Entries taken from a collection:
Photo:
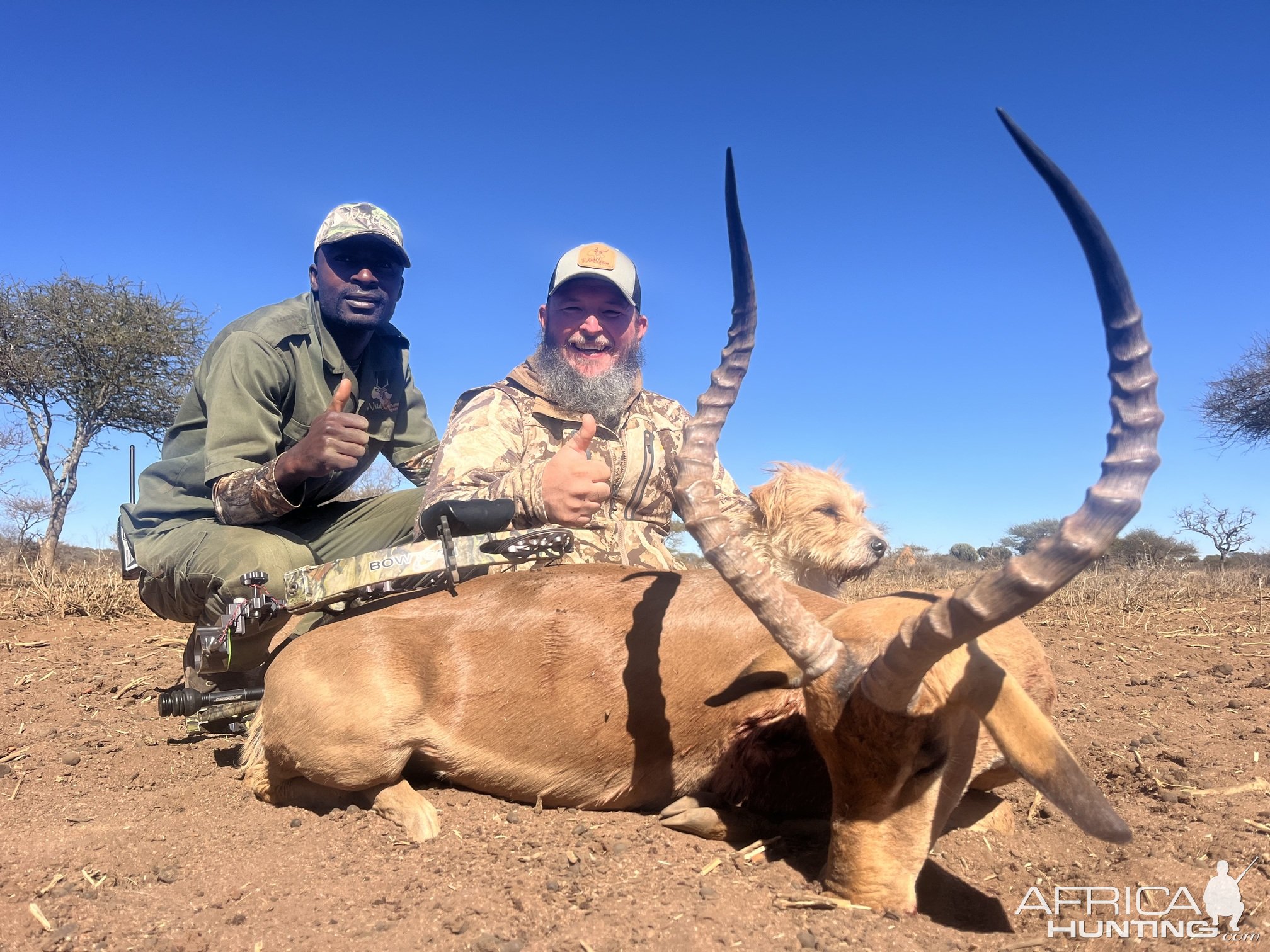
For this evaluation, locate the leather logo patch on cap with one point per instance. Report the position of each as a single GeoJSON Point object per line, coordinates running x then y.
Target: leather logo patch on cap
{"type": "Point", "coordinates": [598, 257]}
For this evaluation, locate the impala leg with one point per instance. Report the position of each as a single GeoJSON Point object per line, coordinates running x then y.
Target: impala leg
{"type": "Point", "coordinates": [407, 808]}
{"type": "Point", "coordinates": [704, 817]}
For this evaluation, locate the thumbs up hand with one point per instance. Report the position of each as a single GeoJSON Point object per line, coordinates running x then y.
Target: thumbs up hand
{"type": "Point", "coordinates": [336, 441]}
{"type": "Point", "coordinates": [575, 487]}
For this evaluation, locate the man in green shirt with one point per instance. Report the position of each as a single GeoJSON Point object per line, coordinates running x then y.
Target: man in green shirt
{"type": "Point", "coordinates": [290, 405]}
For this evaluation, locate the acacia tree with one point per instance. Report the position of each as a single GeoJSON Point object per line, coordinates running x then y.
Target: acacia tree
{"type": "Point", "coordinates": [1225, 528]}
{"type": "Point", "coordinates": [1148, 547]}
{"type": "Point", "coordinates": [1237, 405]}
{"type": "Point", "coordinates": [82, 358]}
{"type": "Point", "coordinates": [1024, 537]}
{"type": "Point", "coordinates": [22, 519]}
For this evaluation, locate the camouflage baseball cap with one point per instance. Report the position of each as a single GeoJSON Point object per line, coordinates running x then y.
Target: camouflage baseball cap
{"type": "Point", "coordinates": [360, 218]}
{"type": "Point", "coordinates": [597, 261]}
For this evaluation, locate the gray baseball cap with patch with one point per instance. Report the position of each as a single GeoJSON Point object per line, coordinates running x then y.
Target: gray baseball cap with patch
{"type": "Point", "coordinates": [356, 218]}
{"type": "Point", "coordinates": [597, 261]}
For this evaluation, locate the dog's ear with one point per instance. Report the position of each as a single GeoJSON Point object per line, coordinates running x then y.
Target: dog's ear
{"type": "Point", "coordinates": [762, 499]}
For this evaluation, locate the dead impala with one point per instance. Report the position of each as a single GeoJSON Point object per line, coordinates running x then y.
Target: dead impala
{"type": "Point", "coordinates": [610, 688]}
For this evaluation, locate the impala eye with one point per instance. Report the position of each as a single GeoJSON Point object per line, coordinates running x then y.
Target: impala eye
{"type": "Point", "coordinates": [930, 759]}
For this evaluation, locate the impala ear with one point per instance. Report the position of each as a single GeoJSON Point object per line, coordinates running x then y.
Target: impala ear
{"type": "Point", "coordinates": [761, 497]}
{"type": "Point", "coordinates": [770, 671]}
{"type": "Point", "coordinates": [1034, 749]}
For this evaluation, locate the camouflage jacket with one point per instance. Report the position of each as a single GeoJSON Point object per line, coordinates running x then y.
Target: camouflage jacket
{"type": "Point", "coordinates": [502, 436]}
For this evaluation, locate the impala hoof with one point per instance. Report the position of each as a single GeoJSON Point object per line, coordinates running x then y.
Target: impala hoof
{"type": "Point", "coordinates": [690, 803]}
{"type": "Point", "coordinates": [701, 822]}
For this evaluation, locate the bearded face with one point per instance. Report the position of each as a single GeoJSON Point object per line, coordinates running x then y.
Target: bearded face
{"type": "Point", "coordinates": [590, 354]}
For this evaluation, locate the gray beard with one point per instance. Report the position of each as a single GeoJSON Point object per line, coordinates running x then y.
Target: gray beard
{"type": "Point", "coordinates": [604, 397]}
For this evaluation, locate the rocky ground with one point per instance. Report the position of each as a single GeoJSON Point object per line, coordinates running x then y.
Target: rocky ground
{"type": "Point", "coordinates": [120, 832]}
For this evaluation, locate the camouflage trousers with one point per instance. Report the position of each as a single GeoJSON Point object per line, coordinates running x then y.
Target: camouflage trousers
{"type": "Point", "coordinates": [192, 573]}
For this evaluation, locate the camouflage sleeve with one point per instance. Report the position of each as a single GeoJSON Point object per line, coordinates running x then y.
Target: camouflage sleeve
{"type": "Point", "coordinates": [418, 467]}
{"type": "Point", "coordinates": [249, 497]}
{"type": "Point", "coordinates": [483, 456]}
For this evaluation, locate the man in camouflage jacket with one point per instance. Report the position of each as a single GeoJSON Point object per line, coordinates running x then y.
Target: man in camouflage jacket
{"type": "Point", "coordinates": [289, 407]}
{"type": "Point", "coordinates": [571, 436]}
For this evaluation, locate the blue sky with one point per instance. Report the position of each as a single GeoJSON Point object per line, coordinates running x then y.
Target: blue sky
{"type": "Point", "coordinates": [925, 314]}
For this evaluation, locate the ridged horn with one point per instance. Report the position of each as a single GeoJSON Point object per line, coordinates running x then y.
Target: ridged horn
{"type": "Point", "coordinates": [812, 647]}
{"type": "Point", "coordinates": [895, 678]}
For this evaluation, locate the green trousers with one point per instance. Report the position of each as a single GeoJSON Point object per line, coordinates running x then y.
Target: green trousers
{"type": "Point", "coordinates": [192, 573]}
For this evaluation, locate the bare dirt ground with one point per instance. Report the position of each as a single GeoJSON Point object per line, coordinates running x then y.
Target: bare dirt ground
{"type": "Point", "coordinates": [123, 833]}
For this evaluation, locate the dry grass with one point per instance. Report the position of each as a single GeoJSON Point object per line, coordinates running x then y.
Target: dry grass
{"type": "Point", "coordinates": [1147, 597]}
{"type": "Point", "coordinates": [1152, 597]}
{"type": "Point", "coordinates": [86, 591]}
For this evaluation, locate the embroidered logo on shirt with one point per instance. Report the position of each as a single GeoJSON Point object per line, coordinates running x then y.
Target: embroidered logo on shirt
{"type": "Point", "coordinates": [381, 399]}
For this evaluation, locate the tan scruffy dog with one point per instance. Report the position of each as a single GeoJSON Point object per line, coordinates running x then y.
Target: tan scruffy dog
{"type": "Point", "coordinates": [811, 527]}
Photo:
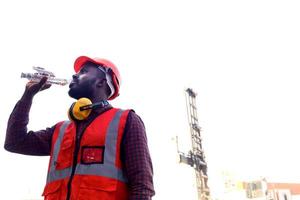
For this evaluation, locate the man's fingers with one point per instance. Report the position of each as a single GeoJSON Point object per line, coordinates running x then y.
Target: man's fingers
{"type": "Point", "coordinates": [43, 81]}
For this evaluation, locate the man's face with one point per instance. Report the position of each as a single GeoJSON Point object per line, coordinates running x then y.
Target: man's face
{"type": "Point", "coordinates": [85, 81]}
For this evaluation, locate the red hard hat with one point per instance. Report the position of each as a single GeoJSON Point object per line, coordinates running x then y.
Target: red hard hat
{"type": "Point", "coordinates": [116, 78]}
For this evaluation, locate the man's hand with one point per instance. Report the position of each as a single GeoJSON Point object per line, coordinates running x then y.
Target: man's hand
{"type": "Point", "coordinates": [32, 88]}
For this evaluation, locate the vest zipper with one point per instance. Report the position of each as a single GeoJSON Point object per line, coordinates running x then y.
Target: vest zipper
{"type": "Point", "coordinates": [75, 157]}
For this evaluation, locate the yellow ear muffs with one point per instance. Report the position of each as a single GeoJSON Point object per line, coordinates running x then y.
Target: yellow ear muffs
{"type": "Point", "coordinates": [75, 113]}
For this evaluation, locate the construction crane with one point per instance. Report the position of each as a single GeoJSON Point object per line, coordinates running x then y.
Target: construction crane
{"type": "Point", "coordinates": [195, 157]}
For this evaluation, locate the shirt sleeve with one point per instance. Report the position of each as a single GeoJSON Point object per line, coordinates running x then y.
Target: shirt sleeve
{"type": "Point", "coordinates": [19, 140]}
{"type": "Point", "coordinates": [137, 160]}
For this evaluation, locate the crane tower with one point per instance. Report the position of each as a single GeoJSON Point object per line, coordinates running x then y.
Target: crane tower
{"type": "Point", "coordinates": [195, 158]}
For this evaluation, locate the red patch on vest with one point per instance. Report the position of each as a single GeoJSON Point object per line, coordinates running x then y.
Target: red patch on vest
{"type": "Point", "coordinates": [92, 155]}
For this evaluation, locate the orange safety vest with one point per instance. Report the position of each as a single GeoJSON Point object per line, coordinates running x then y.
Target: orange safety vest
{"type": "Point", "coordinates": [98, 172]}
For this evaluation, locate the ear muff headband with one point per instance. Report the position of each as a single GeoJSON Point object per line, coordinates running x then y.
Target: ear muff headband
{"type": "Point", "coordinates": [81, 109]}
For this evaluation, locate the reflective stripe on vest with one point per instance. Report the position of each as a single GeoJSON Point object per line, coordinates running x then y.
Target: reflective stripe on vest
{"type": "Point", "coordinates": [107, 169]}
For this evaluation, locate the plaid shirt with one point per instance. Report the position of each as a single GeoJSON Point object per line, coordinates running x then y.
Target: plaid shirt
{"type": "Point", "coordinates": [134, 148]}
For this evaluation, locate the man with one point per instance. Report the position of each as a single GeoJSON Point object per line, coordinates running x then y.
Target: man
{"type": "Point", "coordinates": [102, 156]}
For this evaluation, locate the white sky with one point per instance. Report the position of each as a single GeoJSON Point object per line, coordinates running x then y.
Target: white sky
{"type": "Point", "coordinates": [242, 58]}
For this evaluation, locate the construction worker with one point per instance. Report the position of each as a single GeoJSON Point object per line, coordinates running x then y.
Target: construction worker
{"type": "Point", "coordinates": [101, 153]}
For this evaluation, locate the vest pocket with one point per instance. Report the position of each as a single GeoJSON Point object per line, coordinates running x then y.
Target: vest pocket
{"type": "Point", "coordinates": [52, 191]}
{"type": "Point", "coordinates": [65, 155]}
{"type": "Point", "coordinates": [93, 187]}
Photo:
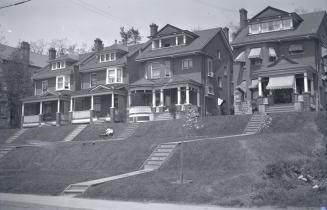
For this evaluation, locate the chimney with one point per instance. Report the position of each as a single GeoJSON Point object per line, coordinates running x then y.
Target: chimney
{"type": "Point", "coordinates": [98, 45]}
{"type": "Point", "coordinates": [25, 49]}
{"type": "Point", "coordinates": [153, 29]}
{"type": "Point", "coordinates": [52, 53]}
{"type": "Point", "coordinates": [226, 31]}
{"type": "Point", "coordinates": [243, 18]}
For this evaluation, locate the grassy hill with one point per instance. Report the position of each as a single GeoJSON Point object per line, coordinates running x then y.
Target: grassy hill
{"type": "Point", "coordinates": [235, 171]}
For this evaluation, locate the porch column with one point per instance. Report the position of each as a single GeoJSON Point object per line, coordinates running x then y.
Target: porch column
{"type": "Point", "coordinates": [187, 94]}
{"type": "Point", "coordinates": [58, 114]}
{"type": "Point", "coordinates": [295, 90]}
{"type": "Point", "coordinates": [129, 98]}
{"type": "Point", "coordinates": [312, 87]}
{"type": "Point", "coordinates": [198, 97]}
{"type": "Point", "coordinates": [260, 86]}
{"type": "Point", "coordinates": [305, 82]}
{"type": "Point", "coordinates": [179, 96]}
{"type": "Point", "coordinates": [92, 103]}
{"type": "Point", "coordinates": [161, 97]}
{"type": "Point", "coordinates": [153, 98]}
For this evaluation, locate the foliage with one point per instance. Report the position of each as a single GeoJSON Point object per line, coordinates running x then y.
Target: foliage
{"type": "Point", "coordinates": [130, 36]}
{"type": "Point", "coordinates": [18, 84]}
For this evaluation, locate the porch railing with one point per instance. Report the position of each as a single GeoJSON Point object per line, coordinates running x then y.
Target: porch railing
{"type": "Point", "coordinates": [31, 119]}
{"type": "Point", "coordinates": [139, 109]}
{"type": "Point", "coordinates": [81, 114]}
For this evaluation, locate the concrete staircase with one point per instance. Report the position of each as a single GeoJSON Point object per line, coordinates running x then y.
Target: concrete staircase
{"type": "Point", "coordinates": [75, 132]}
{"type": "Point", "coordinates": [15, 136]}
{"type": "Point", "coordinates": [160, 154]}
{"type": "Point", "coordinates": [163, 116]}
{"type": "Point", "coordinates": [129, 131]}
{"type": "Point", "coordinates": [255, 124]}
{"type": "Point", "coordinates": [280, 108]}
{"type": "Point", "coordinates": [4, 150]}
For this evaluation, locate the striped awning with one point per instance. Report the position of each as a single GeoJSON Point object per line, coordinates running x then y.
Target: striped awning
{"type": "Point", "coordinates": [286, 82]}
{"type": "Point", "coordinates": [272, 52]}
{"type": "Point", "coordinates": [254, 84]}
{"type": "Point", "coordinates": [255, 53]}
{"type": "Point", "coordinates": [240, 57]}
{"type": "Point", "coordinates": [242, 86]}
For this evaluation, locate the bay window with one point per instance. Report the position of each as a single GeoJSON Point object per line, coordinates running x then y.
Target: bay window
{"type": "Point", "coordinates": [114, 75]}
{"type": "Point", "coordinates": [63, 82]}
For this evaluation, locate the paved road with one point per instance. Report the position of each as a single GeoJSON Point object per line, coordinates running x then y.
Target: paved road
{"type": "Point", "coordinates": [35, 202]}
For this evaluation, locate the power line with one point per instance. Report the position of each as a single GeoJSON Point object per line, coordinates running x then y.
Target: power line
{"type": "Point", "coordinates": [15, 4]}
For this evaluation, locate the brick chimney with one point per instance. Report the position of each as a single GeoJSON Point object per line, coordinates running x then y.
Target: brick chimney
{"type": "Point", "coordinates": [243, 18]}
{"type": "Point", "coordinates": [52, 53]}
{"type": "Point", "coordinates": [153, 29]}
{"type": "Point", "coordinates": [98, 45]}
{"type": "Point", "coordinates": [226, 32]}
{"type": "Point", "coordinates": [25, 49]}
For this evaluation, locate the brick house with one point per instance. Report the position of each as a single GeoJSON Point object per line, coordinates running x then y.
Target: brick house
{"type": "Point", "coordinates": [139, 82]}
{"type": "Point", "coordinates": [280, 62]}
{"type": "Point", "coordinates": [35, 62]}
{"type": "Point", "coordinates": [178, 68]}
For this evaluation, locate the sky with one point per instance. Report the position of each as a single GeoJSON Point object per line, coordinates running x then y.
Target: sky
{"type": "Point", "coordinates": [81, 21]}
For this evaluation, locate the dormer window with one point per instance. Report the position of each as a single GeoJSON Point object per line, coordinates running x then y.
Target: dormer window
{"type": "Point", "coordinates": [107, 57]}
{"type": "Point", "coordinates": [270, 26]}
{"type": "Point", "coordinates": [58, 65]}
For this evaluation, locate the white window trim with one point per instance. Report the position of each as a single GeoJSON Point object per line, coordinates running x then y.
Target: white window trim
{"type": "Point", "coordinates": [151, 67]}
{"type": "Point", "coordinates": [116, 75]}
{"type": "Point", "coordinates": [63, 82]}
{"type": "Point", "coordinates": [43, 82]}
{"type": "Point", "coordinates": [54, 65]}
{"type": "Point", "coordinates": [105, 57]}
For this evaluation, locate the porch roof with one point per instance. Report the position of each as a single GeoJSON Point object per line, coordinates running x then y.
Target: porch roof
{"type": "Point", "coordinates": [48, 96]}
{"type": "Point", "coordinates": [284, 66]}
{"type": "Point", "coordinates": [100, 90]}
{"type": "Point", "coordinates": [172, 81]}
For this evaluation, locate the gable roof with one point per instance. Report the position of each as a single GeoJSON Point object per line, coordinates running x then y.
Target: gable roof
{"type": "Point", "coordinates": [308, 27]}
{"type": "Point", "coordinates": [204, 37]}
{"type": "Point", "coordinates": [35, 59]}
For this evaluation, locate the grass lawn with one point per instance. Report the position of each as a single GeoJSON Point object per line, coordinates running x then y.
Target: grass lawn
{"type": "Point", "coordinates": [45, 134]}
{"type": "Point", "coordinates": [6, 134]}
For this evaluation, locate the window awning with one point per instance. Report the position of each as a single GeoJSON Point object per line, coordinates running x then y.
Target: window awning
{"type": "Point", "coordinates": [254, 84]}
{"type": "Point", "coordinates": [272, 52]}
{"type": "Point", "coordinates": [240, 57]}
{"type": "Point", "coordinates": [286, 82]}
{"type": "Point", "coordinates": [242, 86]}
{"type": "Point", "coordinates": [323, 52]}
{"type": "Point", "coordinates": [296, 47]}
{"type": "Point", "coordinates": [255, 53]}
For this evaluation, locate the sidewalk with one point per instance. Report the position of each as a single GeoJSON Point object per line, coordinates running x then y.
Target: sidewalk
{"type": "Point", "coordinates": [48, 202]}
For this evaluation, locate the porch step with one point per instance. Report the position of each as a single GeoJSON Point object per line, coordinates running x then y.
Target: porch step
{"type": "Point", "coordinates": [75, 132]}
{"type": "Point", "coordinates": [163, 116]}
{"type": "Point", "coordinates": [280, 108]}
{"type": "Point", "coordinates": [255, 124]}
{"type": "Point", "coordinates": [15, 136]}
{"type": "Point", "coordinates": [159, 155]}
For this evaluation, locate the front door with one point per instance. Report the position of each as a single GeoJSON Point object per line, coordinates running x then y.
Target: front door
{"type": "Point", "coordinates": [283, 96]}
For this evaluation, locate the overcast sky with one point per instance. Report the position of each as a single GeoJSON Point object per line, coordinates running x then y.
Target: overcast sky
{"type": "Point", "coordinates": [84, 20]}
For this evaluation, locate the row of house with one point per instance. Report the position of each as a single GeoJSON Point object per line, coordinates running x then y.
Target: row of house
{"type": "Point", "coordinates": [276, 61]}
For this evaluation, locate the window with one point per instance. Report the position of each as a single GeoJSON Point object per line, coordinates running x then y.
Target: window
{"type": "Point", "coordinates": [107, 57]}
{"type": "Point", "coordinates": [44, 86]}
{"type": "Point", "coordinates": [93, 79]}
{"type": "Point", "coordinates": [187, 63]}
{"type": "Point", "coordinates": [58, 65]}
{"type": "Point", "coordinates": [219, 82]}
{"type": "Point", "coordinates": [63, 82]}
{"type": "Point", "coordinates": [114, 75]}
{"type": "Point", "coordinates": [155, 70]}
{"type": "Point", "coordinates": [210, 68]}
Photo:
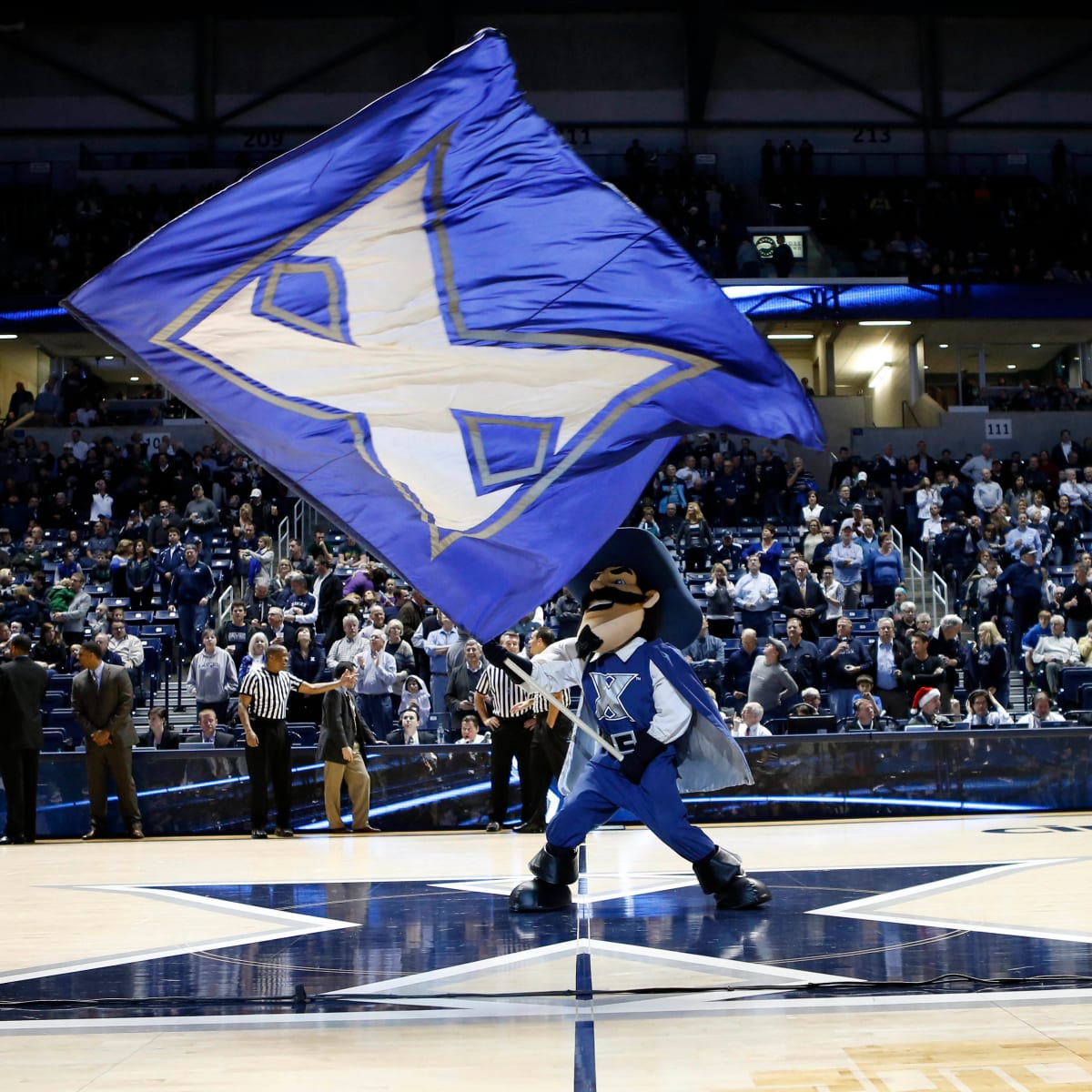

Task to carry out: Please count the lines in the material above that contain the string "hill", with case counting, and give only the number.

Problem solution: 2